Records supplied:
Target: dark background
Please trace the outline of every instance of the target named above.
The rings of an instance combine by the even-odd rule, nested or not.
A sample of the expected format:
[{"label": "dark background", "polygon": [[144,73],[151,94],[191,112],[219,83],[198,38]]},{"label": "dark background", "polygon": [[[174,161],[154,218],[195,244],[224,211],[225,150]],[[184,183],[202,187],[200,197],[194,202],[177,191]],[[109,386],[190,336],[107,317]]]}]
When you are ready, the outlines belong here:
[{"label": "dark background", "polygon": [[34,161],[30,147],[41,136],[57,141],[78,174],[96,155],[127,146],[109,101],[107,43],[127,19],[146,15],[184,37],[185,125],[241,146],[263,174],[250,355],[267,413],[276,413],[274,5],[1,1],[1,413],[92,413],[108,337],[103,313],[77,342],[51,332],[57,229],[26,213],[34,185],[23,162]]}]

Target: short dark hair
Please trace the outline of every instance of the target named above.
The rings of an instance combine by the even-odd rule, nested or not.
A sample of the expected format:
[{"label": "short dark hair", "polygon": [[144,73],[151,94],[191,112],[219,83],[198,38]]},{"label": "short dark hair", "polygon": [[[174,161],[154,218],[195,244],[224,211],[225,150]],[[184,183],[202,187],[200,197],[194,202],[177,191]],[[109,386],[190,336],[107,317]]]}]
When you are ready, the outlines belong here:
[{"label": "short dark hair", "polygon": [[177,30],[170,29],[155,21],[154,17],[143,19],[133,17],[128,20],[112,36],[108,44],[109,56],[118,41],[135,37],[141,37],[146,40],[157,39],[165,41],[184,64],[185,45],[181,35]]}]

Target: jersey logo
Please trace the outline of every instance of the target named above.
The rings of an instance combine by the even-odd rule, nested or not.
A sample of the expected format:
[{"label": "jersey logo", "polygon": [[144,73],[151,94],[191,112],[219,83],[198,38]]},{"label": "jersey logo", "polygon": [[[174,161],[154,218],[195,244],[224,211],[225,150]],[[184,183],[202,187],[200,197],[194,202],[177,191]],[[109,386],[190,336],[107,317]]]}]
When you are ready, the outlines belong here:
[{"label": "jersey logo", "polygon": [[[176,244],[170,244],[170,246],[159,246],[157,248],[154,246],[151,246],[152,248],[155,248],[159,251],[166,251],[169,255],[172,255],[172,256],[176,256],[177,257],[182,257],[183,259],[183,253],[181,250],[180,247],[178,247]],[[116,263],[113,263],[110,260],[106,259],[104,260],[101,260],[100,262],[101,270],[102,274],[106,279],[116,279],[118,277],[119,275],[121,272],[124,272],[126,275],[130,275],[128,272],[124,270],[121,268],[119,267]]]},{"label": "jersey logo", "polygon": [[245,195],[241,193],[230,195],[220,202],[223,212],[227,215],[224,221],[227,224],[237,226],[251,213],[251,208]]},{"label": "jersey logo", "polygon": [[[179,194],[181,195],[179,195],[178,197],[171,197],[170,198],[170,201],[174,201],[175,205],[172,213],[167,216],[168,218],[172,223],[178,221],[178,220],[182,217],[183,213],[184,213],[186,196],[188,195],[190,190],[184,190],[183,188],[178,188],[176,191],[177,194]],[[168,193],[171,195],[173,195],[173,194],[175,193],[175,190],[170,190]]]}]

Task objective:
Filter the listing above and copy out each line that contains the string "background", matching case exactly.

Completed exercise:
Target: dark background
[{"label": "dark background", "polygon": [[144,73],[151,94],[191,112],[219,83],[198,38]]},{"label": "dark background", "polygon": [[[174,161],[154,218],[195,244],[224,211],[225,150]],[[184,183],[202,187],[200,197],[194,202],[177,191]],[[109,386],[190,336],[107,317]]]}]
[{"label": "dark background", "polygon": [[34,161],[30,147],[41,136],[57,141],[78,174],[96,155],[127,146],[109,101],[107,43],[127,19],[146,15],[184,37],[185,125],[241,146],[263,174],[250,355],[267,413],[276,413],[274,5],[1,1],[1,413],[92,413],[108,337],[103,313],[77,342],[51,332],[57,229],[26,213],[34,185],[23,162]]}]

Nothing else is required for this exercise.